_Task requirements_:
**a)** According to the monitorapa project description, what programming language must the software use?
**b)** Write the next part of the monitorapa project description, starting after its final sentence.

Selected passage section start

/monitorapa

Progetto per monitoraggio e notifica di non compliance GDPR alle PA con input da IndicePA

monitorapa

Progetto per monitoraggio e notifica di non compliance GDPR alle PA con input da IndicePA.

Telegram https://t.me/monitoraPA

Project Description

This project is about to write several scripts that perform the following actions, each one individually:

  1. Download a database of organizations names along with website address and email address
  2. Analyze each of the website in a technically advanced way to evaluate if certain resources are present, writing a short report
  3. Enrich the database of point 1, in a machine readable format, for the organizations/websites pairs that match the analysis of point 2
  4. Starting from the enriched database of 3, send a notification email to the corresponding email address according to a pre-defined template
  5. Enrich the database of point 3, with the outcome/results of notification

Software requirements

The software must be written in Python.

Each step must be an individual script to be executed manually from the command line.

Selected passage section end
Record excerpts section start

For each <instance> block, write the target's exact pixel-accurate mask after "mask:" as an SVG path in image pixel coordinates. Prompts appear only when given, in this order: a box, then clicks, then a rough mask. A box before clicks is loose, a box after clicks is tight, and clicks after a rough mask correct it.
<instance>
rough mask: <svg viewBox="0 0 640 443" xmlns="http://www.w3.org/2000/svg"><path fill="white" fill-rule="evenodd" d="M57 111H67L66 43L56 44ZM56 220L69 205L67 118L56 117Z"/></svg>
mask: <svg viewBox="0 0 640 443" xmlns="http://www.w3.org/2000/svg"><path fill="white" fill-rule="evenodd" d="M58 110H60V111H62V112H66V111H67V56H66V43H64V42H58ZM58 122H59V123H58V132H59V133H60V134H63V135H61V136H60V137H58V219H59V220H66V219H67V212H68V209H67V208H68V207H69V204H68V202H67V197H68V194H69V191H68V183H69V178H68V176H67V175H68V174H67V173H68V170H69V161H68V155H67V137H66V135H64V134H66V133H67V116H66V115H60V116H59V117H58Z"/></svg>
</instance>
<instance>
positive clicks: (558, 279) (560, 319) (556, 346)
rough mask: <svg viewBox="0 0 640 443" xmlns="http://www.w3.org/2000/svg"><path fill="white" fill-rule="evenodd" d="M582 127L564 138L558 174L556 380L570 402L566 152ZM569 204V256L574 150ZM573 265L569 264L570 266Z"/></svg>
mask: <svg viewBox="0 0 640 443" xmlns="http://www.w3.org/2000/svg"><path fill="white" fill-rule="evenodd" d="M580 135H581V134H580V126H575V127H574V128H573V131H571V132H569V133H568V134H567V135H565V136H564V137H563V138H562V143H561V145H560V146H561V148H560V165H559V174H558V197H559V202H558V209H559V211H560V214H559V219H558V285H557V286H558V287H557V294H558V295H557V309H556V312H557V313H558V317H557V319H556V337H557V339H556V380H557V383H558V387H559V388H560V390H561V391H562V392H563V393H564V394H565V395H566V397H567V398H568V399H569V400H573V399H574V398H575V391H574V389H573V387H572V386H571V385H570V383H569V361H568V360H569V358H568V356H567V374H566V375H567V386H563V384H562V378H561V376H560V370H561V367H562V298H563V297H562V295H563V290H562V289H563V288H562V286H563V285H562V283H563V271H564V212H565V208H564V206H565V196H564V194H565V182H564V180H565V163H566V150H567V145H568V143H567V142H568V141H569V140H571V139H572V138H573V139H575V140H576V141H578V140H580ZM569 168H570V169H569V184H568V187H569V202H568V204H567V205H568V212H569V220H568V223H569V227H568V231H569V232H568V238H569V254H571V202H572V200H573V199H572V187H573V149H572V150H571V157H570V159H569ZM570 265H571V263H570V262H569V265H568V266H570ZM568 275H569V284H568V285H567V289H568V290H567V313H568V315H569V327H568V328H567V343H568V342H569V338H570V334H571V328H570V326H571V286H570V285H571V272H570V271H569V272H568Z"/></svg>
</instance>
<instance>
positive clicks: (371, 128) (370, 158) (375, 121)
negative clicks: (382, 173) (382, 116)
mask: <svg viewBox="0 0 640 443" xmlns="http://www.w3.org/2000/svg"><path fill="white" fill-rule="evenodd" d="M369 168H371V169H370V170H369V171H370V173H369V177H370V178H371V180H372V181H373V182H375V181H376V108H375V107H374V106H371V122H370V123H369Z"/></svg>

Record excerpts section end
Record excerpts section start

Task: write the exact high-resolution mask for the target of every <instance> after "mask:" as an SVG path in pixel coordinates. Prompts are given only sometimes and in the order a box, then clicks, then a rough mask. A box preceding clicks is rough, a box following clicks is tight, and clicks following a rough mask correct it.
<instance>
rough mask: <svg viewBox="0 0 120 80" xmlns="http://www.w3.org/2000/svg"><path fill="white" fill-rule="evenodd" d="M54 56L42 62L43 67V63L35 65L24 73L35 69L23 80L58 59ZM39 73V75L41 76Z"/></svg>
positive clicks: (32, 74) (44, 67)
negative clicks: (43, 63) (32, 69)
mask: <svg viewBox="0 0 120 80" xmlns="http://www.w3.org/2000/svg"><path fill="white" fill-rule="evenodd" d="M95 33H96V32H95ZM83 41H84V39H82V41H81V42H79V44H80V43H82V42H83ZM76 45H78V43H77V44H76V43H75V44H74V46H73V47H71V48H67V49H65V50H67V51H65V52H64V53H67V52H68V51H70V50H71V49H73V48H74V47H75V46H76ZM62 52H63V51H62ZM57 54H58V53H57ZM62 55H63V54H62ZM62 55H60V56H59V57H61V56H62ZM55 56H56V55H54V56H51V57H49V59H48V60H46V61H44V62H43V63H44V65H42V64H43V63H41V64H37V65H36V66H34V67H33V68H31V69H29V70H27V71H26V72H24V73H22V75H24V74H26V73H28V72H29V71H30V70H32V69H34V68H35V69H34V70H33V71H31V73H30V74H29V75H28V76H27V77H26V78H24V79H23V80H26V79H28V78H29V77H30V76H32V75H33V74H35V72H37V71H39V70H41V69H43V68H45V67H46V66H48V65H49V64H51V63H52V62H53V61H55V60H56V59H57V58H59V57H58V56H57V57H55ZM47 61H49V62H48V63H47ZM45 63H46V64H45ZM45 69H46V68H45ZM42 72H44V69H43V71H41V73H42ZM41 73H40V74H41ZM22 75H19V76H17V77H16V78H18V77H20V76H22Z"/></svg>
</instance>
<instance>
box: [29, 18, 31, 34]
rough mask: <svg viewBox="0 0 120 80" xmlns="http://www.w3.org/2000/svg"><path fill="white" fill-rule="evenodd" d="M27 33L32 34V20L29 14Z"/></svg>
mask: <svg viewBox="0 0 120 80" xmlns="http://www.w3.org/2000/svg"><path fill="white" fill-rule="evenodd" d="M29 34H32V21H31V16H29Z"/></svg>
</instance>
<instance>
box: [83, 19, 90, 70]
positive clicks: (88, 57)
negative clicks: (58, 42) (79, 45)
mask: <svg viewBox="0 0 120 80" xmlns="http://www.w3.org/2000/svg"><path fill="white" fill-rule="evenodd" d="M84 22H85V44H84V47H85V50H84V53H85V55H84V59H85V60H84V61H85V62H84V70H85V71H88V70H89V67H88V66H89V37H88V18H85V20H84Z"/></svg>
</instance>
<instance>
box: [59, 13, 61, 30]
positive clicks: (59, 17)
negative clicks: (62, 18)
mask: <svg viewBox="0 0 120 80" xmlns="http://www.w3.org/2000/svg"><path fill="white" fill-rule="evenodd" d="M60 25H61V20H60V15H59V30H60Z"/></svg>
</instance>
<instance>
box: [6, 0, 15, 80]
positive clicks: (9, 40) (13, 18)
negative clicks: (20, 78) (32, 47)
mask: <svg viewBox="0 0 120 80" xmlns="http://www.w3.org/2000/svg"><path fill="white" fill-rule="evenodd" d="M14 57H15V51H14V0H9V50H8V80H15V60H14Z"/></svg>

Record excerpts section end
Record excerpts section start

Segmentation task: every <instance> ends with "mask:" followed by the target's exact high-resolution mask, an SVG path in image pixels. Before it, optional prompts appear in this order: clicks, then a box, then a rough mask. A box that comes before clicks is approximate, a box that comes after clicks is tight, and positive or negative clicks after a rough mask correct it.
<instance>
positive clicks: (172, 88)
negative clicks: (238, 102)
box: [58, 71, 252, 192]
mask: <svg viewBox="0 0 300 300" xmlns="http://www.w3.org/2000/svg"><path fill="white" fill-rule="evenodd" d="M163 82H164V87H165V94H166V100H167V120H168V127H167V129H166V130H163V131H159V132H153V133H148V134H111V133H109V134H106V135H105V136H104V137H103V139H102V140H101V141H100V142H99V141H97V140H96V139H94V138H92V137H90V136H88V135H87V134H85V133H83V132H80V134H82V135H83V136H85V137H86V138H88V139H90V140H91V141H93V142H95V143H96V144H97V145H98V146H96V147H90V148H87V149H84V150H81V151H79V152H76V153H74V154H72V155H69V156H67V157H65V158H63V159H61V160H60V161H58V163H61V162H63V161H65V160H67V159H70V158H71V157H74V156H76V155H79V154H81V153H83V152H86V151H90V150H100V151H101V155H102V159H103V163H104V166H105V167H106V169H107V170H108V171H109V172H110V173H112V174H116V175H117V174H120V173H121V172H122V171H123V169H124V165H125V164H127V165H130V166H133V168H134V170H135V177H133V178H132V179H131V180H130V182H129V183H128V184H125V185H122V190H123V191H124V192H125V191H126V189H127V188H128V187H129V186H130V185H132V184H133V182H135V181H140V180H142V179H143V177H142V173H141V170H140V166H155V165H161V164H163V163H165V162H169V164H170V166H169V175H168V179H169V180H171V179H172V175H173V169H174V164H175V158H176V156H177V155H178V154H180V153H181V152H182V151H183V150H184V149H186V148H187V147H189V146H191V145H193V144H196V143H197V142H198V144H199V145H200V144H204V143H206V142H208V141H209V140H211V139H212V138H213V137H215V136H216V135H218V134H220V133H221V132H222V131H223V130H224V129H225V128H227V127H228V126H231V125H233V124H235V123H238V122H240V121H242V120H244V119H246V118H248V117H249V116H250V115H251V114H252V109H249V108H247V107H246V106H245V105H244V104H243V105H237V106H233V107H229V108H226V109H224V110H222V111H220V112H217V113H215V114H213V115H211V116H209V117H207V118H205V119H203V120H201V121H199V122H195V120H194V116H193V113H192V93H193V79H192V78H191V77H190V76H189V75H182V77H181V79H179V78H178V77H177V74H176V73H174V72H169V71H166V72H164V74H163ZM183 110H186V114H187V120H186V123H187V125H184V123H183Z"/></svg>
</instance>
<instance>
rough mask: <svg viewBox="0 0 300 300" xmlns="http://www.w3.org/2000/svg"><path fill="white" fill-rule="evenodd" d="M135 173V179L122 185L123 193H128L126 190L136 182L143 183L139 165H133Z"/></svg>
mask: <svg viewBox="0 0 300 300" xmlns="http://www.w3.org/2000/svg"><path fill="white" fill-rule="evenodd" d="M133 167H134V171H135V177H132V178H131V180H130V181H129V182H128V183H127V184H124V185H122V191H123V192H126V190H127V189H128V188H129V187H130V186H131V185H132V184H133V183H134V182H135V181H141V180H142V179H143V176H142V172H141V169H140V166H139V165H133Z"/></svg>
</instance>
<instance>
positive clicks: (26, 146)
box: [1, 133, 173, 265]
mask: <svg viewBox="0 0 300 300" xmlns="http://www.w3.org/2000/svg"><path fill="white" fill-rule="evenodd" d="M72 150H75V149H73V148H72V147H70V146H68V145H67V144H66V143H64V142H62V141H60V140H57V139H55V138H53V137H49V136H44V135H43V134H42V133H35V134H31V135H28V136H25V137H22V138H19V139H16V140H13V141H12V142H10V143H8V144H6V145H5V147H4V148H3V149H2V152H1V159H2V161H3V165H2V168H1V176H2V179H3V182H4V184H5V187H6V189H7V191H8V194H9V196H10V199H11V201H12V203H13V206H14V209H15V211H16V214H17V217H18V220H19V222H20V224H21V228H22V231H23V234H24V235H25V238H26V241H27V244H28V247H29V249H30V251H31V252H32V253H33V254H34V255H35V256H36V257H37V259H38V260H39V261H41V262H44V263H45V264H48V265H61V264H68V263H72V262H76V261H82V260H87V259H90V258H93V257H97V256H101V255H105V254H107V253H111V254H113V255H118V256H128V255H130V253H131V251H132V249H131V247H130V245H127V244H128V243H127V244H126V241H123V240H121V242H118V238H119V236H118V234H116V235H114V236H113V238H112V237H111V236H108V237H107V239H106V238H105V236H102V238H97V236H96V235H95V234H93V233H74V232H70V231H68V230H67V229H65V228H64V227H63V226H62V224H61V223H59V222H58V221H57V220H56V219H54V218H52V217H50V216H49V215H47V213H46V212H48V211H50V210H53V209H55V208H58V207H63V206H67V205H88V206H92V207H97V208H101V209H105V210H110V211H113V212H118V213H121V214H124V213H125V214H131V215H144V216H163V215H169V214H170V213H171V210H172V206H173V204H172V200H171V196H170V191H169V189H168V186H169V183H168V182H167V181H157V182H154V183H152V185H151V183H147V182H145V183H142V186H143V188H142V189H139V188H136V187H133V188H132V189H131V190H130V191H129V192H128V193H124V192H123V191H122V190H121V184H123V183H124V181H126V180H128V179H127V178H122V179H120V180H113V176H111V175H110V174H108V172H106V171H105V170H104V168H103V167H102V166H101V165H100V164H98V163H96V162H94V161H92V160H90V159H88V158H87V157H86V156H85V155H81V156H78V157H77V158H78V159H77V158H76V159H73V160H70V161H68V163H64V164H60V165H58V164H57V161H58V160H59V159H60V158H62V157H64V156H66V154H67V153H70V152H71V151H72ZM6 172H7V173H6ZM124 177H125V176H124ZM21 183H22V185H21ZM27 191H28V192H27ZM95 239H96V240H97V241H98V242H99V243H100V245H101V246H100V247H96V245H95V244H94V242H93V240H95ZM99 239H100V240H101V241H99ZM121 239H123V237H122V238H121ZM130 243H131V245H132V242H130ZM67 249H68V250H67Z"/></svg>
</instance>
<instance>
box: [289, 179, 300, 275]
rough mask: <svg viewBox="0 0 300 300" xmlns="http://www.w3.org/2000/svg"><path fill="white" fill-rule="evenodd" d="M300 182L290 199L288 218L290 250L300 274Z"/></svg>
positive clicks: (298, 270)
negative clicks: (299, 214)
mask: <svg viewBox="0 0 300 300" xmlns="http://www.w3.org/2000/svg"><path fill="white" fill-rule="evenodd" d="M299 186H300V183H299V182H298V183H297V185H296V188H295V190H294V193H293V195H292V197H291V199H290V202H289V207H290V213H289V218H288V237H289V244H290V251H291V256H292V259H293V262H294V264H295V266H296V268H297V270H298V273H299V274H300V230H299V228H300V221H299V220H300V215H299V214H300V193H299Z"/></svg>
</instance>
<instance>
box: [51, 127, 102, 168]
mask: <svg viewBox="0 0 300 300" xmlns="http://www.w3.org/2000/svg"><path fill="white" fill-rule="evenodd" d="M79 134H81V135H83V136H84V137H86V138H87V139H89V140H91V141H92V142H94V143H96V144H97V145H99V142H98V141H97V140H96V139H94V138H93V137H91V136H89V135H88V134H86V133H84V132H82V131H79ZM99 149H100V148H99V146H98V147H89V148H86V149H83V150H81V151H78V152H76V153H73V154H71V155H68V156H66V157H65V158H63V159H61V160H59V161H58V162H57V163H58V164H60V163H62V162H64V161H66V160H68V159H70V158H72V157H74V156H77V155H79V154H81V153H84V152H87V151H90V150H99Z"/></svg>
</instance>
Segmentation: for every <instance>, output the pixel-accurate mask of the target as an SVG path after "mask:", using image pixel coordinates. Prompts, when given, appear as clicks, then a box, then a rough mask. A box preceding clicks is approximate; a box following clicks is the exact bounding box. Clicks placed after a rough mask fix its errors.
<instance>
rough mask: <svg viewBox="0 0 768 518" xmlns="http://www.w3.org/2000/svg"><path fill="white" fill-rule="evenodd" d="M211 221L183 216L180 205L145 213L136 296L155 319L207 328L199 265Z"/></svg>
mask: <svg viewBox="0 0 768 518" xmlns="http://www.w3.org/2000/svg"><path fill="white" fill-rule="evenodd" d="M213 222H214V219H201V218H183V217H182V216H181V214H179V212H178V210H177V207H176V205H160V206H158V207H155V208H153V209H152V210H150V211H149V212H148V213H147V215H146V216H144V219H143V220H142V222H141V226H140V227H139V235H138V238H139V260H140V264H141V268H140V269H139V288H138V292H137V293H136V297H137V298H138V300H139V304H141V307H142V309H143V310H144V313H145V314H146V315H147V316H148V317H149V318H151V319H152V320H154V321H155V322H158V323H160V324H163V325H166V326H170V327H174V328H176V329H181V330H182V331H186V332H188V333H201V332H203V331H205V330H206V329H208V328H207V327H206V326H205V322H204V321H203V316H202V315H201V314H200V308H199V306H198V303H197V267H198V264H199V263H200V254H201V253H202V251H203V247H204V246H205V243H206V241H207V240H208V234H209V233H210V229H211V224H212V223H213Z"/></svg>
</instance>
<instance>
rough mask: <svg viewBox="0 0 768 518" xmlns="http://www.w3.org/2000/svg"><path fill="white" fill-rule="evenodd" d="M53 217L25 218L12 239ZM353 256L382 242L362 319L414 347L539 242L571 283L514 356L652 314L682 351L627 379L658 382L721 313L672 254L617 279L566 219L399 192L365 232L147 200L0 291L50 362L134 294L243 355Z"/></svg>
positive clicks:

Record excerpts section end

_Answers below_:
**a)** Python.

**b)**
The software must be provided with the setup instruction and with the uses instruction, in Markdown format, to be published as README.md of Github repository.

The software must be provided along with the results of the entire test and the results must be repeatable.

The software must be published on a dedicated Github Repository to enable anyone to repeat the process.

The Database - Point 1

The database to be downloaded and imported is the list of Italian Public Agencies available as a tab separated file “amministrazioni.txt” from the URL https://indicepa.gov.it/ipa-dati/dataset/amministrazioni .

The database description is described as per manifest file at: https://indicepa.gov.it/ipa-dati/dataset/amministrazioni/resource/cdd614a1-875c-497a-8ce8-ba0c6b785cae .

The Analysis - Point 2

The analysis to be done is to check with a web_test, reporting if it has a 0 or 1 result, the corresponding the test's metadata result, success or failure of the test, date and time of the test.

The web test, for this project, is to check if a website contain/include Google Analytics.

The website url to be used is the field sito_istituzionale of the database of Point 1.

The way to check the presence of Google Analysis must uses a full featured API that fully execute and load the website, including Javascript, emulating/using a full browser, checking if Google Analytics is loaded.

The Google Analytics UA number has to be extracted.

The request to the website must try up to 3 times, in case of failure.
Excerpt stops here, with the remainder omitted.